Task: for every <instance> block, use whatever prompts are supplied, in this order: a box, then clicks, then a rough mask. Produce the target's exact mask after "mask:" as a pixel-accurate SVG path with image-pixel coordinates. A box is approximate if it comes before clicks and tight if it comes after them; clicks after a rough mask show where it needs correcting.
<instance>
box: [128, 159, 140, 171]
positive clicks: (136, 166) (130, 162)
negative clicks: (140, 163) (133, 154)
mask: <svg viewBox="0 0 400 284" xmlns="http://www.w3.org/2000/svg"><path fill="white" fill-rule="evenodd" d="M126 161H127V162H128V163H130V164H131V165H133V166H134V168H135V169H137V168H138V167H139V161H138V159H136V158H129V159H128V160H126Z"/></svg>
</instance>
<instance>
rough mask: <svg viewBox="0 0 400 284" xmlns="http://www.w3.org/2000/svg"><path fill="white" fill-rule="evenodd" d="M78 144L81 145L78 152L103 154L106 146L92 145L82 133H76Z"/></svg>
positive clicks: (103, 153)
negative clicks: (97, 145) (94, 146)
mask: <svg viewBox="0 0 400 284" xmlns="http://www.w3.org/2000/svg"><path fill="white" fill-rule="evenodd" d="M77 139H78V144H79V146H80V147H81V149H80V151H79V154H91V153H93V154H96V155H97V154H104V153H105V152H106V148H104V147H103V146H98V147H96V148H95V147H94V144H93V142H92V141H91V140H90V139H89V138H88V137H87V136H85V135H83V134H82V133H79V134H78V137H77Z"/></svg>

## Exercise details
Please copy out the stretch of the records above, from the first line that contains "</instance>" through the end of the records, keeping every character the same.

## The completed task
</instance>
<instance>
rough mask: <svg viewBox="0 0 400 284" xmlns="http://www.w3.org/2000/svg"><path fill="white" fill-rule="evenodd" d="M78 144L81 145L78 152L103 154L106 146L92 145L82 133H76Z"/></svg>
positive clicks: (103, 153)
negative clicks: (97, 145) (94, 146)
mask: <svg viewBox="0 0 400 284" xmlns="http://www.w3.org/2000/svg"><path fill="white" fill-rule="evenodd" d="M77 139H78V144H79V146H80V147H81V149H80V151H79V154H91V153H93V154H96V155H97V154H104V153H105V152H106V148H104V147H103V146H98V147H96V148H95V147H94V144H93V142H92V141H91V140H90V139H89V138H88V137H87V136H85V135H83V134H82V133H79V134H78V137H77Z"/></svg>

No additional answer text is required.